— Start of Recorded information —

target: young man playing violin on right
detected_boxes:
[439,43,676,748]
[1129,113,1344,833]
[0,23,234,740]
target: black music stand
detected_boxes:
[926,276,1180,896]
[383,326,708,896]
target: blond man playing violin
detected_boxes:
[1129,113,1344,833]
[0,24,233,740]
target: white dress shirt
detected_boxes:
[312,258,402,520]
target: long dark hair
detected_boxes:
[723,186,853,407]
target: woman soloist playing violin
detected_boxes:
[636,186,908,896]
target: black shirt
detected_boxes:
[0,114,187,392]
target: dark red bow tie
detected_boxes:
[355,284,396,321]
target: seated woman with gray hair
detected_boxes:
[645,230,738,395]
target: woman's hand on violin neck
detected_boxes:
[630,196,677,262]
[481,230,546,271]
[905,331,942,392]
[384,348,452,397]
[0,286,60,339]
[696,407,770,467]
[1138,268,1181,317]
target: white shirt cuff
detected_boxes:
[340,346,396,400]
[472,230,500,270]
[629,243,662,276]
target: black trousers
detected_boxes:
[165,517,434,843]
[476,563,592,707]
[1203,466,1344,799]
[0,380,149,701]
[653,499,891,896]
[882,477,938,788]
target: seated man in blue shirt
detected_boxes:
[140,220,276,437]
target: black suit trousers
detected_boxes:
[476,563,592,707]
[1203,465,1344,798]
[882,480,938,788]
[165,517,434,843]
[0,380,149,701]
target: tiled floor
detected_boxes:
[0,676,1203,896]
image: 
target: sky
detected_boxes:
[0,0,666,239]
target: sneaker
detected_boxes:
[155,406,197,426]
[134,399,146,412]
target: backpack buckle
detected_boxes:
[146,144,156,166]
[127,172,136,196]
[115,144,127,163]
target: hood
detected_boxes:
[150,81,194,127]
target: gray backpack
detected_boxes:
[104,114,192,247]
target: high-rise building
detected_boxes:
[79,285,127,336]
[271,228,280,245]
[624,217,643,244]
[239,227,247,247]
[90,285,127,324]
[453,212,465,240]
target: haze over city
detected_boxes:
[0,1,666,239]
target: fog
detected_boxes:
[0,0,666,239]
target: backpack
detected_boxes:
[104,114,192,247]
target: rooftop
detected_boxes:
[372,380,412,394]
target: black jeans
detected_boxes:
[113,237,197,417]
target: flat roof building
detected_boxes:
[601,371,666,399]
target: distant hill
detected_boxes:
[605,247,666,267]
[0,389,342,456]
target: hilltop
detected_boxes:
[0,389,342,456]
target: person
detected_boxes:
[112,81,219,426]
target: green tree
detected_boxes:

— End of Recorded information —

§ **Task**: Set down again, unchanged, the part of the listing that opens with the line containing "target: long dark hair" and runs through the end of the listing, both ends included.

§ **Exercise answer**:
target: long dark hair
detected_boxes:
[723,186,853,407]
target: woman soloist playing violin
detected_boxes:
[636,186,908,896]
target: black shirt
detected_boxes:
[0,114,187,392]
target: dark red bow tie
detected_boxes:
[355,284,396,321]
target: seated woman with gray hair
detected_boxes:
[645,230,738,395]
target: woman's hand on violin neck
detected_boxes:
[630,196,677,262]
[481,230,546,271]
[905,331,942,392]
[384,348,452,397]
[0,286,60,339]
[696,407,770,467]
[1138,268,1181,317]
target: white shirt cuff
detected_boxes:
[340,346,396,400]
[472,230,500,270]
[629,243,662,276]
target: black trousers
detected_boxes:
[165,517,434,843]
[476,563,592,707]
[1203,466,1344,799]
[0,380,149,701]
[653,499,891,896]
[882,477,938,788]
target: seated man in blue shirt
detected_boxes:
[140,220,276,437]
target: black suit trousers
detected_boxes:
[476,563,592,707]
[1203,465,1344,798]
[882,480,938,788]
[165,517,434,843]
[0,380,149,701]
target: tiled floor
detected_boxes:
[0,676,1203,896]
image: 
target: sky
detected_boxes:
[0,0,666,239]
target: sneaker
detected_boxes:
[155,406,197,426]
[134,399,146,412]
target: backpack buckle
detected_boxes:
[146,144,156,166]
[127,172,136,196]
[115,144,127,163]
target: hood
detected_boxes:
[150,81,194,127]
target: gray backpack
detected_boxes:
[104,114,192,247]
target: high-rise building
detected_boxes:
[79,285,127,336]
[271,228,280,245]
[624,217,643,244]
[239,227,247,247]
[90,285,127,324]
[453,212,465,240]
target: haze over city
detected_boxes:
[0,1,666,239]
target: fog
detected_boxes:
[0,0,666,239]
target: backpack
detected_boxes:
[104,114,192,247]
target: rooftop
detected_boxes:
[372,380,412,394]
target: black jeans
detected_boxes:
[113,237,197,417]
target: flat roof building
detected_boxes:
[601,371,666,399]
target: distant hill
detected_boxes:
[605,247,666,267]
[0,389,342,456]
target: hilltop
detected_boxes:
[0,389,342,456]
target: person
detected_boxes:
[112,81,219,426]
target: green tree
detected_boxes:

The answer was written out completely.